The task → Repeat the listing below in full, keeping each word as given.

Provided information →
----

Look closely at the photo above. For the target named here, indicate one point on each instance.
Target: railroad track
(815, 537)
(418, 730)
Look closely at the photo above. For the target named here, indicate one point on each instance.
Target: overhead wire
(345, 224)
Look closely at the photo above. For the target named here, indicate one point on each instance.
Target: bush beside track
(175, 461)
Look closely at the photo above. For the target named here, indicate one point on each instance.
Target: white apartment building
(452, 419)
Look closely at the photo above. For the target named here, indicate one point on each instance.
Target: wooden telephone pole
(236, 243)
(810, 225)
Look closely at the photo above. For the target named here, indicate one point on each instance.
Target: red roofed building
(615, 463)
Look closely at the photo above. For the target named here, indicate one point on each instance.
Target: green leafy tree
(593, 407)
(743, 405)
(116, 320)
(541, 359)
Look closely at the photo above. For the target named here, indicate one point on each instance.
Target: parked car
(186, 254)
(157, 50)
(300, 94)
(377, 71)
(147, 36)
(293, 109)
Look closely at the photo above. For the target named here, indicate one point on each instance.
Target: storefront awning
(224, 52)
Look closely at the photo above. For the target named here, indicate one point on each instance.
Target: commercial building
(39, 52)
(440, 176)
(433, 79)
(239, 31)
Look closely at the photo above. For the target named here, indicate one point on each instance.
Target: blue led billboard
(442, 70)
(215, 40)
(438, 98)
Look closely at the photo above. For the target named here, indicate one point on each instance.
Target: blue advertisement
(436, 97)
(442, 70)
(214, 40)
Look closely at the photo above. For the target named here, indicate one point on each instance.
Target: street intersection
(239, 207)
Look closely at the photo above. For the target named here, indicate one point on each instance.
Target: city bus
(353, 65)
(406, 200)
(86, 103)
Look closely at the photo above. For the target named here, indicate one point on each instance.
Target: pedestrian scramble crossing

----

Answer section →
Look closely at the photo above. For the target named here, indicate one point on each instance.
Target: railroad track
(815, 537)
(418, 730)
Look closely at the photo above. For the target named here, indicate one point on each instance.
Target: overhead wire
(345, 224)
Look closely at the photo above. For the target named here, indicate one point on each instance.
Target: bush beside track
(175, 461)
Look closely at the photo above. For the target named here, indicate one point on each instance.
Target: white apartment building
(452, 419)
Look closely at the photo above. For the target named here, indicate one point on each instance.
Target: wooden telephone pole
(236, 243)
(810, 225)
Look closely at the photo above. For the target named here, indicate one point on each instance.
Target: red roofed building
(615, 463)
Look closely at the photo above. For the target named here, indicate one point on each instance.
Target: green leafy tree
(593, 407)
(743, 405)
(116, 320)
(541, 359)
Look closely at the photo above. For the target named here, indicate one point on each instance.
Target: parked car
(186, 254)
(157, 50)
(300, 94)
(377, 71)
(147, 36)
(293, 109)
Look closely at the photo above. For the target named here, indicate one point on each instance.
Target: storefront awning
(224, 52)
Look closely at the photo above. For the target named here, indicate one point on each instance.
Target: commercial building
(39, 52)
(440, 176)
(433, 79)
(239, 31)
Look closely at the photo above. For the target named here, indicate one point on each instance.
Target: blue led billboard
(442, 70)
(215, 40)
(438, 98)
Look closely at the photo above. For the target named here, indicate one point on each instance.
Target: blue advertisement
(436, 97)
(442, 70)
(214, 40)
Look closely at the photo above. For the target named here, indicate one point on each instance.
Target: street intersection
(239, 207)
Look closely at the photo above. For the target named here, indicate one point on each instance.
Target: city bus
(353, 65)
(406, 200)
(86, 103)
Look closely at the photo above. For the target named here, indicate one point on each instance.
Target: pedestrian scramble crossing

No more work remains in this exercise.